*** PASSAGE ***

American psychiatric social worker

Maida Herman Solomon (March 9, 1891 – January 25, 1988) was an American psychiatric social worker, college professor, writer, researcher, and advocate for sex education and community mental health services. She was a founder and first president of the American Association of Psychiatric Social Workers.

==Early life and education==
Herman was born in Boston, the daughter of Joseph Herman and Hannah Adler Herman. Her father was a shoe manufacturer. Her family was Jewish; her great-aunt was philanthropist Lina Frank Hecht. She attended Boston Girls' Latin School and graduated from Smith College in 1912. She completed a secretarial course at Simmons College in 1914.

==Career==
In 1915, Solomon was secretary of Boston's Union Park Forum, and marched in a parade for women's suffrage. She was a psychiatric social worker at Boston Psychopathic Hospital beginning in 1916. She served on the board of Hecht House, a Jewish settlement house. In 1926 she was a founder and first president of the American Association of Psychiatric Social Workers.

From 1934 to 1957, Solomon was a professor of social economy at Simmons College. After she retired from Simmons, she became a consultant in Boston, and head of a research team in psychiatric social work. She was awarded the Smith College Medal in 1979.

Solomon was active in the Boston Community Fund, the American Red Cross, Beth Israel Hospital, the Massachusetts Conference of Social Workers, and many other organizations in Boston.

==Publications==
Solomon co-wrote several books; her articles appeared in scholarly journals including The American Journal of Psychiatry and The Journal of Abnormal and Social Psychology.
- The Field of Social Service (1915, co-editor)
- "The Family of the Neurosyphilitic" (1918, with Harry C. Solomon)
- Syphilis of the Innocent (1922, with Harry C. Solomon)
- "The Problem of the Supply of Psychiatric Social Workers for State Hospitals" (1928, with June F. Lyday)

*** End of PASSAGE ***

_REQUIRED WORK_.
(a) According to the biography of Maida Herman Solomon, what subject did she teach as a professor at Simmons College from 1934 to 1957?
(b) Carry on the biography of Maida Herman Solomon, starting right after its last line.

*** PROVIDED DATA ***

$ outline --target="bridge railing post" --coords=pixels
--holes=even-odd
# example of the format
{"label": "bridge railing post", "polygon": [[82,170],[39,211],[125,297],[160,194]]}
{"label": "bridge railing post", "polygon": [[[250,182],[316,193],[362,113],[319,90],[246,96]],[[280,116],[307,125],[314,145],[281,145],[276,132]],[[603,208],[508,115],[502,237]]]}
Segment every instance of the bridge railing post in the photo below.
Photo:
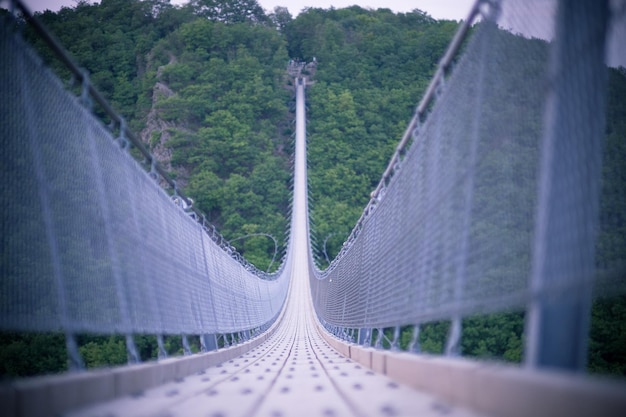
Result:
{"label": "bridge railing post", "polygon": [[559,2],[541,147],[526,364],[583,371],[599,212],[608,0]]}

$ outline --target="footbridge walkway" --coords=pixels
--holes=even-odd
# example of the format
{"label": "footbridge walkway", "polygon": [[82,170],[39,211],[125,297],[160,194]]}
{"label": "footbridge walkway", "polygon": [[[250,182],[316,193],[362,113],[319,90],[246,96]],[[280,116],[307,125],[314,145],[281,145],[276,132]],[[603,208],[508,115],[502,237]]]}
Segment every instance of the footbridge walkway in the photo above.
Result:
{"label": "footbridge walkway", "polygon": [[[624,291],[625,259],[596,254],[603,54],[621,15],[608,1],[562,1],[548,44],[504,30],[524,7],[476,2],[324,271],[311,255],[307,79],[296,76],[290,237],[273,274],[188,206],[36,21],[79,97],[3,22],[0,329],[62,331],[75,368],[75,334],[126,335],[129,365],[3,383],[2,415],[625,415],[624,383],[584,374],[592,295]],[[522,365],[460,356],[464,318],[509,310],[525,312]],[[443,356],[419,353],[434,321],[450,322]],[[138,333],[160,345],[196,335],[203,352],[136,363]]]}

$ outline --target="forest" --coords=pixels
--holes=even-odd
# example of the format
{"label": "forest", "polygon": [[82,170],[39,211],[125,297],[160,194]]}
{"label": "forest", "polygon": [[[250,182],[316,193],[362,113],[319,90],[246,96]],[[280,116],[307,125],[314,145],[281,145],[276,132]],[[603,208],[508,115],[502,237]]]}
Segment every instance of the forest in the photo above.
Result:
{"label": "forest", "polygon": [[[1,15],[6,14],[0,10]],[[226,239],[262,270],[283,253],[291,193],[294,98],[290,59],[317,62],[308,89],[312,232],[320,268],[339,252],[458,28],[418,9],[287,8],[256,0],[80,0],[38,13]],[[67,70],[24,36],[62,79]],[[609,69],[599,261],[626,259],[626,69]],[[274,246],[277,241],[278,248]],[[622,269],[623,271],[623,269]],[[466,356],[520,362],[523,313],[464,320]],[[449,322],[422,326],[441,353]],[[402,333],[409,344],[411,329]],[[154,336],[136,335],[143,360]],[[126,362],[123,336],[78,335],[87,367]],[[166,338],[181,354],[179,336]],[[198,350],[197,340],[192,349]],[[594,303],[588,370],[626,376],[626,298]],[[0,378],[67,369],[58,334],[0,333]]]}

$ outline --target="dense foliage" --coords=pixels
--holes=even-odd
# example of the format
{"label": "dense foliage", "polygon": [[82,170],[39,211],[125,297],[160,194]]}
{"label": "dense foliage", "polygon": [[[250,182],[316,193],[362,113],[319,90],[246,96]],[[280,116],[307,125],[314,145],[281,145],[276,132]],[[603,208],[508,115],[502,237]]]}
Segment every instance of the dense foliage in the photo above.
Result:
{"label": "dense foliage", "polygon": [[[264,12],[254,0],[79,1],[39,15],[91,74],[97,88],[141,132],[185,193],[259,268],[285,246],[293,109],[285,68],[315,60],[308,89],[309,185],[320,266],[339,251],[401,137],[457,23],[416,10],[393,13],[310,8]],[[67,71],[31,33],[38,51]],[[626,72],[610,70],[599,262],[626,259]],[[257,235],[257,236],[250,236]],[[276,267],[276,263],[272,267]],[[523,314],[464,320],[462,351],[519,362]],[[448,322],[422,326],[423,351],[443,351]],[[388,330],[389,331],[389,330]],[[412,328],[401,334],[407,347]],[[123,337],[80,335],[89,367],[126,361]],[[143,359],[153,337],[138,336]],[[180,338],[166,339],[170,353]],[[197,345],[197,342],[195,343]],[[0,375],[66,368],[60,335],[0,335]],[[196,346],[197,348],[197,346]],[[626,300],[593,307],[589,369],[626,375]]]}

*** End of PROVIDED DATA ***

_ANSWERS FOR EACH ITEM_.
(a) Social economy

(b)
- "Extramural Psychiatry and Affiliated Services" (1944, with George S. Stevenson, Mary E. Corcoran, and Beatrice D. Wade)
- "The Family as a Potential Resource for the Rehabilitation of the Chronic Schizophrenic Patient: A Study of 60 Patients and their Families" (1961, with Anne S. Evans and Dexter M. Bullard Jr.)
- The Prevention of Hospitalization: Treatment Without Admission for Psychiatric Patients (1963, with Milton Greenblatt, Robert F. Moore, and Robert S. Albert)
- Drug and social therapy in chronic schizophrenia (1965, with Milton Greenblatt, Betty Ann Glasser, Anne S. Evans, and G. W. Brooks)
- Adolescents in a Mental Hospital (1968, with Ernest Hartmann, Milton Greenblatt, and Daniel Levinson)
- "A 10-Year Follow-Up of 55 Hospitalized Adolescents" (1974, with Elizabeth G. Herrera, Betty Glasser Lifson, and Ernest Hartmann)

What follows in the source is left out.